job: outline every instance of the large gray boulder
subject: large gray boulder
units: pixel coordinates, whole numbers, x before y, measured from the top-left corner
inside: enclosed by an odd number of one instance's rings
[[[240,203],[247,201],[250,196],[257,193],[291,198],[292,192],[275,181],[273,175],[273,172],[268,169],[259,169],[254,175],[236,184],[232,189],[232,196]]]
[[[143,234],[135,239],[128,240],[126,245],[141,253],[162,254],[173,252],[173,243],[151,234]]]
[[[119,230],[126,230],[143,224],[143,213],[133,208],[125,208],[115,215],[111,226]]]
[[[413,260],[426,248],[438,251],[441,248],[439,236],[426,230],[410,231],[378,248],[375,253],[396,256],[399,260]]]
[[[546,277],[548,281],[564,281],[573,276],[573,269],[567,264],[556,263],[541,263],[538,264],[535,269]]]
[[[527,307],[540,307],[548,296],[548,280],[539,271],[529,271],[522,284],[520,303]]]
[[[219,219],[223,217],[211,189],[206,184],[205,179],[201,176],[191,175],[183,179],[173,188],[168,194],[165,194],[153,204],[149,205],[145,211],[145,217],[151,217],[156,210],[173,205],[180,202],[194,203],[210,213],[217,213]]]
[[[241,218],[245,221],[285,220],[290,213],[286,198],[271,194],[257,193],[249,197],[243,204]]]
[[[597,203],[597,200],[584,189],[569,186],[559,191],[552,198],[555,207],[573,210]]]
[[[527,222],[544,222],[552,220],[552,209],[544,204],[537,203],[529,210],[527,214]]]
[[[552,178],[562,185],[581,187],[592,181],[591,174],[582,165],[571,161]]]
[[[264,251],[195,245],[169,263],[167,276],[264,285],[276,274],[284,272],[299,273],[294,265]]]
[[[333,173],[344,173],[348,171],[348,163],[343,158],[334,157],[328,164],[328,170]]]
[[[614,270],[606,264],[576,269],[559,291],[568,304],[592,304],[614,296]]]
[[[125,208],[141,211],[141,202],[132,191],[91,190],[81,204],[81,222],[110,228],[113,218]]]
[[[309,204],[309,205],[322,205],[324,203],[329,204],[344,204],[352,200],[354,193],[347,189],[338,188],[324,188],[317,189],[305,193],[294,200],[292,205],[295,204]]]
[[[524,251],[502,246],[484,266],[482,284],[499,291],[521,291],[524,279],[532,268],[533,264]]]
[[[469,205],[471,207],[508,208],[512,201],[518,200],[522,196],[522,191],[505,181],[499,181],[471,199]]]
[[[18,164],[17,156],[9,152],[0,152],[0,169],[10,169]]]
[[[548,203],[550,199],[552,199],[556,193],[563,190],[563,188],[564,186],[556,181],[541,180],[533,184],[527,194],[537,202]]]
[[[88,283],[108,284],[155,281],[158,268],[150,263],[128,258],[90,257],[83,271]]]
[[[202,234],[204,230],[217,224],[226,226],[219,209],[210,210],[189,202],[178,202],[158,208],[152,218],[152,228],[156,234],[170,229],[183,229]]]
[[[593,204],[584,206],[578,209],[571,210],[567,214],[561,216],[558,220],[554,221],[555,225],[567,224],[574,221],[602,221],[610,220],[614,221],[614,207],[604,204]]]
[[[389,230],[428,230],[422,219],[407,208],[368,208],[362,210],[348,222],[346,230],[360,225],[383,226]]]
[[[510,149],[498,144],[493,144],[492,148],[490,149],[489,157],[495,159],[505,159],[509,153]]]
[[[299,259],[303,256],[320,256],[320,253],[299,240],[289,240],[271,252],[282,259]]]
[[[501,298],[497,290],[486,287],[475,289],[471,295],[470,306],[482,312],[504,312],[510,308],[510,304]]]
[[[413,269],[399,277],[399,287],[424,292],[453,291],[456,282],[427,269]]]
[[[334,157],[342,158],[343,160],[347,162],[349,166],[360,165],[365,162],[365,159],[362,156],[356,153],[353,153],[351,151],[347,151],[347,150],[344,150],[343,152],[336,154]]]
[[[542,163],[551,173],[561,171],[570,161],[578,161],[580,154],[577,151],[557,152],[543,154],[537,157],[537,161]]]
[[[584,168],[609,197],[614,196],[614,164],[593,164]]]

» Instructions for the task:
Would you restate exactly the lines of the material above, from its opening line through the line with "units: pixel coordinates, whole", and output only those?

» Task response:
job: outline every instance of the large gray boulder
subject: large gray boulder
units: pixel coordinates, whole numbers, x before y, measured from the top-left corner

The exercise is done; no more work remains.